>> Start LISTED RECORDS
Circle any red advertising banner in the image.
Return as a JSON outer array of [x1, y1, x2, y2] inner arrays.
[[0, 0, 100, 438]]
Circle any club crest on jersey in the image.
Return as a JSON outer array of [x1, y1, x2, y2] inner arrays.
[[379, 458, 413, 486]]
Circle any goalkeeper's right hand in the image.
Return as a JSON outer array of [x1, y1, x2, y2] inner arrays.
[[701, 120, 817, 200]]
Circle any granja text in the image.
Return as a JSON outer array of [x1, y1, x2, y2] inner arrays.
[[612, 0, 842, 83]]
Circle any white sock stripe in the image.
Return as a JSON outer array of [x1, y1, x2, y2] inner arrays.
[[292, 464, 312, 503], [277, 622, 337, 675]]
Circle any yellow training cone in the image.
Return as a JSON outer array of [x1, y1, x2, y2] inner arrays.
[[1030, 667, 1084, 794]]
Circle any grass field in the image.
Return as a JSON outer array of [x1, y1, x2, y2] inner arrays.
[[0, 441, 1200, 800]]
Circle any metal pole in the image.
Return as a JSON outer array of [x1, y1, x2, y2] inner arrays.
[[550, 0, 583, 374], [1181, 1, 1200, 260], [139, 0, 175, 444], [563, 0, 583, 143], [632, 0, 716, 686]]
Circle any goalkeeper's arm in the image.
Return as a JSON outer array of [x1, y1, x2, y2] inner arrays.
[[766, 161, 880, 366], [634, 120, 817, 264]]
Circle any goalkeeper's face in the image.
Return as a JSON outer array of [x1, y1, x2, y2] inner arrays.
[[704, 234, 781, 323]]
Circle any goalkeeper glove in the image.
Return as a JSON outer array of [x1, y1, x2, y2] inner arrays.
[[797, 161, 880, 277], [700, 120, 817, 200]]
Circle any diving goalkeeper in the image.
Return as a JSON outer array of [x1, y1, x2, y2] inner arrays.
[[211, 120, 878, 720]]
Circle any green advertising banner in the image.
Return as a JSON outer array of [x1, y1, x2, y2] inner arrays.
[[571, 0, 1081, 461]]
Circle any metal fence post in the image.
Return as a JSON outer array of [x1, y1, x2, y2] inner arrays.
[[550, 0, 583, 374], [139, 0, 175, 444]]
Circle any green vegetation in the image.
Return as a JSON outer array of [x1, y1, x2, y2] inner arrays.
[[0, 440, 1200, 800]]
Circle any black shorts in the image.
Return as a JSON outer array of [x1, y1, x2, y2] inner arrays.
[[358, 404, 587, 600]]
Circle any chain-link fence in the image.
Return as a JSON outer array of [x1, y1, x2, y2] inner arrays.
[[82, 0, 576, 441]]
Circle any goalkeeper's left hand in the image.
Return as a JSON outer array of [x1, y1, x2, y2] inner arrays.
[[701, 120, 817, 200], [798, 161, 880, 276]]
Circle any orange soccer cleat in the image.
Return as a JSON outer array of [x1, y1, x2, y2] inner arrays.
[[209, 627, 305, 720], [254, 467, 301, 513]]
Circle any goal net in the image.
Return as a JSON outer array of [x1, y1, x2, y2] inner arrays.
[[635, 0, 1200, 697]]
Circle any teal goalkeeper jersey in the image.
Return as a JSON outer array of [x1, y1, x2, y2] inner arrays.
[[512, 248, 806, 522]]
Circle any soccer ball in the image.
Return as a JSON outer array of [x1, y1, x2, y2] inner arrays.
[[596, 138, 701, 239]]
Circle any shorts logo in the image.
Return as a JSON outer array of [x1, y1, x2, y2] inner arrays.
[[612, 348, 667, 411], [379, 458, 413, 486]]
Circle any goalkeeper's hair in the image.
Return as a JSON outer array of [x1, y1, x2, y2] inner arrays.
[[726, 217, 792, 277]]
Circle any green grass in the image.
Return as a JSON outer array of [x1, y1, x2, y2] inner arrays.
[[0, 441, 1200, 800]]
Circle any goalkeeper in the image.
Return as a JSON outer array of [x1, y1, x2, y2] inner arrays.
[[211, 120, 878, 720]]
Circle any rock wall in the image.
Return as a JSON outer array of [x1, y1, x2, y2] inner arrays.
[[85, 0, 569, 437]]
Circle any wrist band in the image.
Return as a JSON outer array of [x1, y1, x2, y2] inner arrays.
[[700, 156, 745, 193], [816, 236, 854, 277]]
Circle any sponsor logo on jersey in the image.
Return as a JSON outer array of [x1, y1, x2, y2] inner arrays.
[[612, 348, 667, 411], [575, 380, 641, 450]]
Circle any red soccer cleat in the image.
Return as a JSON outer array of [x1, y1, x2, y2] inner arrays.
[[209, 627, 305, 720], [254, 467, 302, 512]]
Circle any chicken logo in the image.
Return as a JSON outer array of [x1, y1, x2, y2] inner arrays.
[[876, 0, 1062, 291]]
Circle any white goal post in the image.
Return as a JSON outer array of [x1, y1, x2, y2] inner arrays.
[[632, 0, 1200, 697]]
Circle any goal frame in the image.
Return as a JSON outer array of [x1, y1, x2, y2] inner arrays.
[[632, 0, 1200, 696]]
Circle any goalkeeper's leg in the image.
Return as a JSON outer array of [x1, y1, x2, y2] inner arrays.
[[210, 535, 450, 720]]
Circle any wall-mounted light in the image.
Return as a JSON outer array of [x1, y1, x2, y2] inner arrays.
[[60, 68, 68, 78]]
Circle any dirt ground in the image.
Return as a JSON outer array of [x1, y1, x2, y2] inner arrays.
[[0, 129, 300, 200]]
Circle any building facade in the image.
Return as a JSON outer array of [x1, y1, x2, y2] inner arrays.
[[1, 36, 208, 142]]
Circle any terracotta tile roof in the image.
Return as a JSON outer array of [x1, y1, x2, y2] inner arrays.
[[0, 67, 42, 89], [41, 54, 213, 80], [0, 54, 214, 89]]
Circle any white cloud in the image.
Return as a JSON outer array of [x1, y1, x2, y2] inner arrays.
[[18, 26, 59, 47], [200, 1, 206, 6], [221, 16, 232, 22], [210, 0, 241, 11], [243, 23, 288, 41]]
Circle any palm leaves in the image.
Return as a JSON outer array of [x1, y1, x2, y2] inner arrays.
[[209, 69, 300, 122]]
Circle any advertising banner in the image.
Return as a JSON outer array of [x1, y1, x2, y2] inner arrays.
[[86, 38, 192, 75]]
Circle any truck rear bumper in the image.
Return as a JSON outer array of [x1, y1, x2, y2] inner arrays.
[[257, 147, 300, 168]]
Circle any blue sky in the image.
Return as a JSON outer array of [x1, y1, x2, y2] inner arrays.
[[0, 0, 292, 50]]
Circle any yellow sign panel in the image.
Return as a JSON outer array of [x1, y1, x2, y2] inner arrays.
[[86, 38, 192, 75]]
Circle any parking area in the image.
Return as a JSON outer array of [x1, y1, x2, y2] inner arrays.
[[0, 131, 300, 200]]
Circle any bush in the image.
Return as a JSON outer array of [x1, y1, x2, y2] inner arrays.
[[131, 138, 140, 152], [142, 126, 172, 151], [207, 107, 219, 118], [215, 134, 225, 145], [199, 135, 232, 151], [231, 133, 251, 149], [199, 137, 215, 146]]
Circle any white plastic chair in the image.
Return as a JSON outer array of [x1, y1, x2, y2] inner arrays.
>> End LISTED RECORDS
• YOUR GOAL: Collect every line of the data above that contains the string "wall". Case matters, so a capitalized form doesn't count as a match.

• WRITTEN SOLUTION:
Circle any rock wall in the image.
Circle any wall-mounted light in the image.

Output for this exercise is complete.